## Document segment
********
Content of the most Elemental Notion of Human Nature.--Dr Livingstone mentions that the only addition he felt called upon to make to the moral code of certain of the Zambesi tribes (however little they observed their own law) was, that a man should not have more than one wife. "Evil speaking, lying, hatred, disobedience to parents, neglect of them," were all known to be sin by these dark peoples whom civilised or Christian teaching had never before reached. Not only is a sense of duty common to mankind, but the deeper consciousness of God, however vague such consciousness may be. And all this and much more goes to make up the most elemental notion of human nature.

Nature plus Heredity.--Then, heredity comes in, and here, if you please, is ten natures: who is to deal with the child who is resentful, or stubborn, or reckless, because it is born in him, his mother's nature or his grandfather's? Think of the trick of the eye, the action of the hand, repeated from father to son; the peculiar character of the handwriting, traceable, as Miss Power Cobbe tells us is the case in her family, for instance, through five generations; the artistic temperament, the taste for music or drawing, running in families: here you get Nature with a twist, confirmed, sealed, riveted, utterly proof, you would say, against any attempt to alter or modify it.

Plus Physical Conditions.--And, once more, physical conditions come into force. The puny, feeble child and the sturdy urchin who never ails must necessarily differ from one another in the strength of their desires and emotions.

Human Nature the Sum of certain Attributes.--What, then, with the natural desires, affections, and emotions common to the whole race, what with the tendencies which each family derives by descent, and those peculiarities which the individual owes to his own constitution of body and brain,--human nature, the sum of all these, makes out for itself a strong case; so much so, that we are inclined to think the best that can be done is to let it alone, to let every child develop unhindered according to the elements of character and disposition that are in him.
********
## Required work
Please continue the passage on human nature, heredity, and physical conditions from its last sentence. The records that follow were drawn from a separate source.

[Dataset records]
********
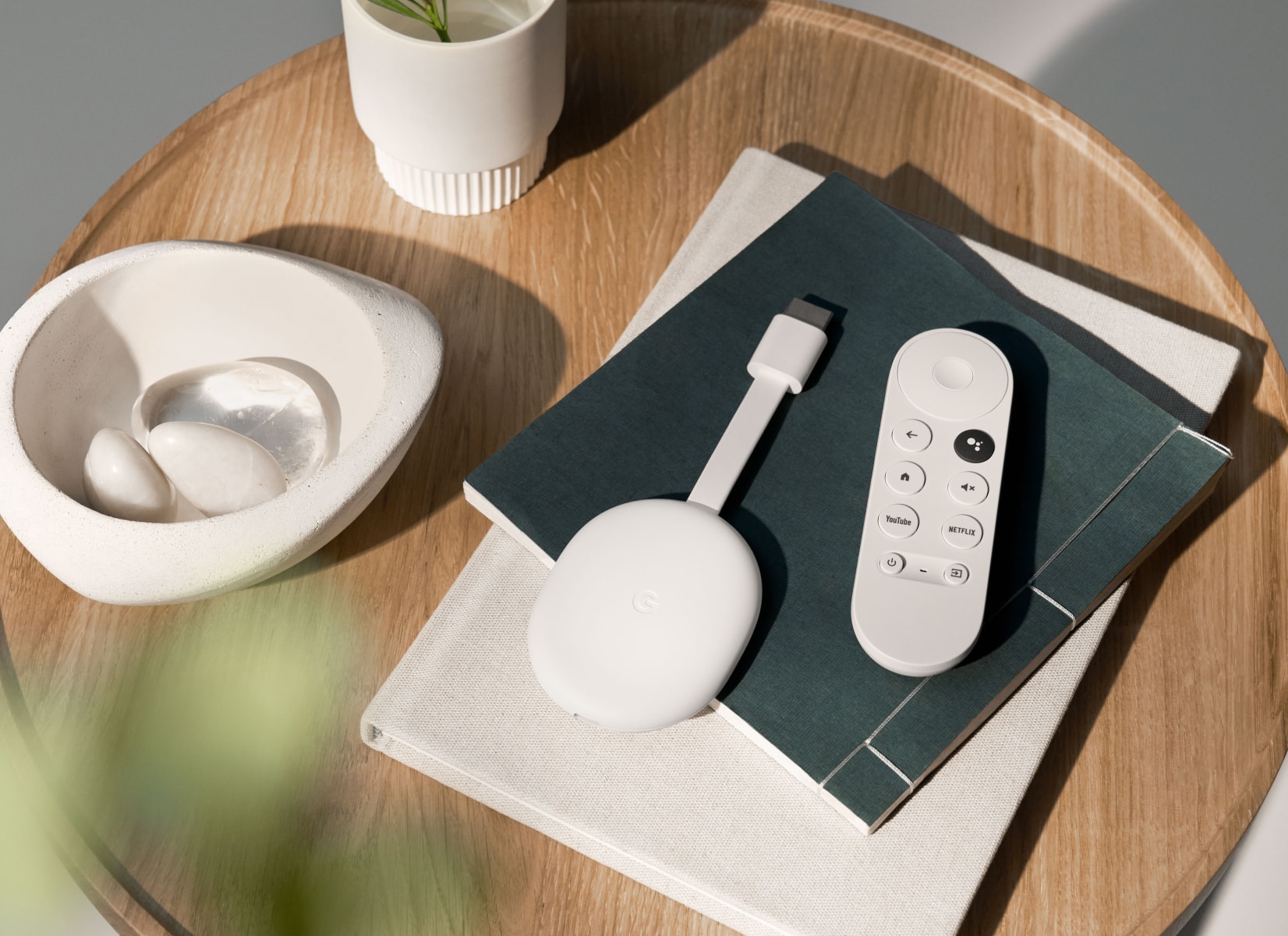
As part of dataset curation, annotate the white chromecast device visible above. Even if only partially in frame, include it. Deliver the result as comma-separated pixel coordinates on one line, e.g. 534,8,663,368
528,299,832,731
850,328,1015,675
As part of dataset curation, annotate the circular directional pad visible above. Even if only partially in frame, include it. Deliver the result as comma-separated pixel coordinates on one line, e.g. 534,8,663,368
895,328,1011,421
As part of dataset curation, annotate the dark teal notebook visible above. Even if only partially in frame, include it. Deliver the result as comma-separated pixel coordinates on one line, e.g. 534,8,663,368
466,176,1229,830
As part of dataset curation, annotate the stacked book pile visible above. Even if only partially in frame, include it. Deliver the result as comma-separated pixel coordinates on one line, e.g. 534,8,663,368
363,151,1237,934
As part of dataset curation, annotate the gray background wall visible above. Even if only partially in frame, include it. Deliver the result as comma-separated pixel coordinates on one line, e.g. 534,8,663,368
0,0,1288,936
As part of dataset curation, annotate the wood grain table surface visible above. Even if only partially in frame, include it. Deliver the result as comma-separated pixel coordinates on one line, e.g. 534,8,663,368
0,0,1288,936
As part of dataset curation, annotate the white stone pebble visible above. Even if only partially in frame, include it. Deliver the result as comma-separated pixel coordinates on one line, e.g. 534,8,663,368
83,428,176,523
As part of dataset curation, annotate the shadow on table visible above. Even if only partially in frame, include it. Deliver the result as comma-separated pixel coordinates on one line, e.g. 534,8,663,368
778,143,1288,934
247,225,567,572
543,0,768,176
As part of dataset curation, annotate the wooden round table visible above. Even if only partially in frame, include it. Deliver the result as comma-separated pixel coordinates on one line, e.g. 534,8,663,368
0,0,1288,936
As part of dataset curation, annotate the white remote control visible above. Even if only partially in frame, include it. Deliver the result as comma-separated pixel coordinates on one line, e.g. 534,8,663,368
850,328,1015,675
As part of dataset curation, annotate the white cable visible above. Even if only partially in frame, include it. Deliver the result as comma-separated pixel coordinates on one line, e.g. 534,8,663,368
689,299,832,513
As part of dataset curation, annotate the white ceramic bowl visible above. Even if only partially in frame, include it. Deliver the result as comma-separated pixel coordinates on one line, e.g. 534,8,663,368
0,241,443,604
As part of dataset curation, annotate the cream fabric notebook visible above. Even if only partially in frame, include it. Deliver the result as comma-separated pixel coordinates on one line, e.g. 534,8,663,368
362,151,1237,934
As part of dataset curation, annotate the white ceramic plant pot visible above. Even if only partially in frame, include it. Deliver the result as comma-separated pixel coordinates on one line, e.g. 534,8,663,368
0,241,443,604
341,0,568,214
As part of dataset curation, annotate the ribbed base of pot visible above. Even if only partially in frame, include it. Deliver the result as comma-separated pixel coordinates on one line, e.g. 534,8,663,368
376,140,546,215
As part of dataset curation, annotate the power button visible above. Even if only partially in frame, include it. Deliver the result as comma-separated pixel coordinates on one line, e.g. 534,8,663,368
879,553,907,575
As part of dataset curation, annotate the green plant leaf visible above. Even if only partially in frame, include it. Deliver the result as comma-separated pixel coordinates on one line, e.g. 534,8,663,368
371,0,452,43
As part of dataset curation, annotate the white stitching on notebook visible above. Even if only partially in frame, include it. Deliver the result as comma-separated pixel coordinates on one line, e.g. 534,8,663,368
1020,423,1184,592
1176,425,1234,458
1029,585,1078,624
819,423,1215,788
818,741,868,789
818,675,930,789
868,744,912,786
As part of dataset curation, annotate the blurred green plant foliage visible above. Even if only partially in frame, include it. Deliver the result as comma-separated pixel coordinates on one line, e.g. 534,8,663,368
5,587,487,936
0,739,92,936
********
## Output below
The Child must not be left to his Human Nature.--This is precisely what half the parents in the world, and three-fourths of the teachers, are content to do; and what is the consequence? That the world is making advances, but the progress is, for the most part, amongst the few whose parents have taken their education seriously in hand; while the rest, who have been allowed to stay where they were, be no more, or no better than Nature made them, act as a heavy drag: for, indeed, the fact is, that they do not stay where they were; it is unchangeably true that the child who is not being constantly raised to a higher and a higher platform will sink to a lower and a lower. Wherefore, it is as much the parent's duty to educate his child into moral strength and purpose and intellectual activity as it is to feed him and clothe him; and that in spite of his nature, if it must be so. It is true that here and there circumstances step in and 'make a man' of the boy whose parents have failed to bring him under discipline; but this is a fortuitous aid which the educator is no way warranted to count upon.

I was beginning to see my way--not yet out of the psychological difficulty, which, so far as I was concerned, blocked the way to any real education; but now I could put my finger on the place, and that was something. Thus: -

The will of the child is pitifully feeble, weaker in the children of the weak, stronger in the children of the strong, but hardly ever to be counted upon as a power in education.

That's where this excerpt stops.